Document segment ▸
────

Lies, damned lies, and statistics. -- Benjamin Disraeli |
This user page needs to be updated. The reason given is: New data for the current year should be added. Please help update this user page to reflect recent events or newly available information. Relevant discussion may be found on the talk page. (August 2023) |
All the time one can hear claims that Wikipedia has "enough articles" and it is unlikely to grow. And all the time those predictions are proven wrong. In summer 2006, there were about 2 millions articles in need of translation from non-English Wikipedias, and more then 50 million of specialized topics in need of creation (I justify those numbers below). In summer 2011, Wikipedia boasted 3.5 million articles, still covering less than 10% of what would be, roughly, a comprehensive coverage of world's notable subjects. Wikipedia is just in its infancy...
One of the interesting questions about Wikipedia is "how much more information there is for Wikipedia to assimilate"?
Part of that answer, if we look at English Wikipedia, is the number of articles from non-English Wikipedias that need to be translated. I was somewhat surprised that we have no such statistics - at least I was unable to find information on how many articles on a given Wiki (for example, Polish wiki) have interlinks to a specific (English) Wiki?
I checked pages of User:YurikBot and on Wikipedia:Interwikimedia link, Wikipedia:Interlanguage links (shouldn't those two be merged?), and Wikipedia:Multilingual coordination, but they don't seem to have the answer (or I can't find it :>)
Note: while the initial comparison (Polish Wikipedia, PSB) was done by me ( Piotr Konieczny aka Prokonsul Piotrus talk ), please don't hesitate to edit this page, and add more information (from 'to do' lists or whatever you seem is appropriate). But let's discuss it at the discussion page, not here.

────

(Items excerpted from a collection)
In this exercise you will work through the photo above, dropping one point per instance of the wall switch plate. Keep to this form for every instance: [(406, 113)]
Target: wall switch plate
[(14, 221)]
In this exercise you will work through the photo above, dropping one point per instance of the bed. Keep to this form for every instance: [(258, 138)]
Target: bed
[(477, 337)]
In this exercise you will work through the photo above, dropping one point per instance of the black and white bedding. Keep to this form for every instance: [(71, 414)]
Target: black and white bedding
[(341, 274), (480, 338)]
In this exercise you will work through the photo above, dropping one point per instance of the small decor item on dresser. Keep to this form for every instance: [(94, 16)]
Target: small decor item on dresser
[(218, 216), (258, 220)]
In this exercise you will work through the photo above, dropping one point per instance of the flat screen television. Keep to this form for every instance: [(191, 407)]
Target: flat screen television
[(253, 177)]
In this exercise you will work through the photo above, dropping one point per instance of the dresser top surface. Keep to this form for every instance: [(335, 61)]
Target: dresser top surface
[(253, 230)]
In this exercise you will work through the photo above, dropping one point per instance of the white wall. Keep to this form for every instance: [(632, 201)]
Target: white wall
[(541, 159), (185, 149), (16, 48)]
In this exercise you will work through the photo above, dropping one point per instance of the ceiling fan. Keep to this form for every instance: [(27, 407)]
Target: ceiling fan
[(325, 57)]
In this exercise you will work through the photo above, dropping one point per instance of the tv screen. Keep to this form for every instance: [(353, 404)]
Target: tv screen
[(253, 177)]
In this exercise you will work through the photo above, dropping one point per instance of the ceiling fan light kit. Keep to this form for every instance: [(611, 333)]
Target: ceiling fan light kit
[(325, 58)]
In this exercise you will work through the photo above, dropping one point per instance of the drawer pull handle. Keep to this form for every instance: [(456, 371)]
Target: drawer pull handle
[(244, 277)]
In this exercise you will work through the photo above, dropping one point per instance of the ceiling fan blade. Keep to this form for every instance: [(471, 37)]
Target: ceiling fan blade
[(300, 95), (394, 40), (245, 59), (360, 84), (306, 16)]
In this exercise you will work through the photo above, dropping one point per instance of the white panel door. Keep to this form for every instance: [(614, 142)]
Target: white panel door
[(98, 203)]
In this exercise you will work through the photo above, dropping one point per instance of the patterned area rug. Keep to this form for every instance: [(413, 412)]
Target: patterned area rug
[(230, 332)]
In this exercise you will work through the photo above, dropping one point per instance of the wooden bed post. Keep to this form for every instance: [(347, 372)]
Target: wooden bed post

────

Task list ▸
**A.** Answer these questions from the essay on Wikipedia's growth:
(i) How many articles did Wikipedia have in summer 2011?
(ii) Which wiki does the writer give as an example of a non-English wiki?
(iii) Where does the note ask readers to hold discussion about the page?
**B.** Reproduce the part of the essay on Wikipedia's growth starting with "Part of that" and going on through "find it :>)".
**C.** Take the essay on Wikipedia's growth further from the point where it stops.

Set of answers ▸
**A.**
(i) 3.5 million
(ii) The Polish wiki
(iii) On the discussion page

**B.**
Part of that answer, if we look at English Wikipedia, is the number of articles from non-English Wikipedias that need to be translated. I was somewhat surprised that we have no such statistics - at least I was unable to find information on how many articles on a given Wiki (for example, Polish wiki) have interlinks to a specific (English) Wiki?
I checked pages of User:YurikBot and on Wikipedia:Interwikimedia link, Wikipedia:Interlanguage links (shouldn't those two be merged?), and Wikipedia:Multilingual coordination, but they don't seem to have the answer (or I can't find it :>)

**C.**
So I decided to run a little test: take a random sample of 100 pages from Polish Wikipedia (4th largest Wikipedia with over 250,000 articles) and see how many have interwiki links to en wiki. The sample was taken by clicking the ' random page' button and noting down if article has an interwiki or not.
Results: out of 100 pages randomly selected on Polish Wikipedia, 72 had no interwiki links to en Wikipedia. (test as of 22 July 2006; Wikipedia at that time had about 1,350,000 articles.)
Notes:
Conclusion: While generalizing from Polish Wiki to other wikis is not recommended and we should do similar tests for other wikis, it appears that between 60-70% of articles on Polish wiki have not yet been translated to en wiki. According to Wikipedia article, Wikipedia had more than 4,600,000 articles in many languages, including more than 1,200,000 in the English-language version. Therefore it is possible that just by translating articles from non-English wikipedias into English Wikipedias we would increase the size of English Wikipedia by ~2,000,000 articles.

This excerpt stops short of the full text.